作業内容 | 米軍の戦争に関する抜粋で「内容は以下の通りです」として挙げられている見出しを、番号順にすべて書き出してください。

提供された抜粋 |
☆ ☆ ☆ ☆

今後、戦闘で自衛隊が米軍に直接加担する恐れがますます高まってきている現在、米軍の戦争方法がいかなるものであるかを知り、違憲である安保法制=戦争法を廃案するためにも知っておくべき情報が多々含まれています。
内容は以下の通りです:
1. 第二次世界大戦の遺物
2. 冷戦における核の恐怖
3. 冷戦期の戦争
4. 世界の旧体制と新体制:1990年代
5. 9・11事件と「新しいタイプの戦争」
6. 不安定の連鎖拡大反応
7. 将来の戦争
ジョン・ダワーは今年で77歳になりますが、いまや彼の研究分野は日本現代史を超えて、世界史的な観点から戦後の戦争問題を分析しようという壮大な構想になってきているようです。この論考は、いわばその序論とも言えるものではないかと思います。衰えをまったく見せない彼の研究活動には、本当に頭が下がります。

☆ ☆ ☆ ☆

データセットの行
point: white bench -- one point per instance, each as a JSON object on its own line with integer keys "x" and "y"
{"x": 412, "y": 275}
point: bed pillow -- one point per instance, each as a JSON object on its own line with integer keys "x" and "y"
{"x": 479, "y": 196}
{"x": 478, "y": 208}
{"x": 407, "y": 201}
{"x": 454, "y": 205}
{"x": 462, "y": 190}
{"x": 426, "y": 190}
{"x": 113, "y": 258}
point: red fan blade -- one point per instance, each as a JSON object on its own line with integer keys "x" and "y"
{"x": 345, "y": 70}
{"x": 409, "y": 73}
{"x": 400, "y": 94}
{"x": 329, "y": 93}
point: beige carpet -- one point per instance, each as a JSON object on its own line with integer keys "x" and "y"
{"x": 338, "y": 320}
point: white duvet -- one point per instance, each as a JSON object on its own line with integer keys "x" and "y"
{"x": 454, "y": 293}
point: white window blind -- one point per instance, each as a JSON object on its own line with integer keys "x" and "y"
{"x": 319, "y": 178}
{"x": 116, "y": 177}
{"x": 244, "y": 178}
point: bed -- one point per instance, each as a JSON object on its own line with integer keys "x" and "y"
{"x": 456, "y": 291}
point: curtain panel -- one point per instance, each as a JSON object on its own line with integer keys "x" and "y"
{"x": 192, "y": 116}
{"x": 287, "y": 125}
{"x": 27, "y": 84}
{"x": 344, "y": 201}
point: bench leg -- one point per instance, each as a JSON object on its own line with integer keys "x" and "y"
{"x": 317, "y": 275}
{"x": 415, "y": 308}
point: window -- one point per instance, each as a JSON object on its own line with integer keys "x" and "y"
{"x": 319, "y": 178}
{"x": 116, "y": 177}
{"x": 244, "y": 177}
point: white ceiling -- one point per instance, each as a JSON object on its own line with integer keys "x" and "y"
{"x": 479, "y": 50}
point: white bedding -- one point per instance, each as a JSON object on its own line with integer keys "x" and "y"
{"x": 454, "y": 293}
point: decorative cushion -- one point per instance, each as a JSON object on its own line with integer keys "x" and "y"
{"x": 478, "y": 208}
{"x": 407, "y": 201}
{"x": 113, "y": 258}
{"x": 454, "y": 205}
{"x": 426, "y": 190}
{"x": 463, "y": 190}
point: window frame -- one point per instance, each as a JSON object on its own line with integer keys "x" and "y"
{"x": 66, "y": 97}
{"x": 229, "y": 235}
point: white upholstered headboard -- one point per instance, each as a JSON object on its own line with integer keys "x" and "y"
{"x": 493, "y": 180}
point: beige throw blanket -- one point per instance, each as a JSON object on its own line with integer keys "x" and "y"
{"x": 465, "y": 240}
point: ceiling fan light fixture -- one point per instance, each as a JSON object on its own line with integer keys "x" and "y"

☆ ☆ ☆ ☆

解答 |
1. 第二次世界大戦の遺物
2. 冷戦における核の恐怖
3. 冷戦期の戦争
4. 世界の旧体制と新体制:1990年代
5. 9・11事件と「新しいタイプの戦争」
6. 不安定の連鎖拡大反応
7. 将来の戦争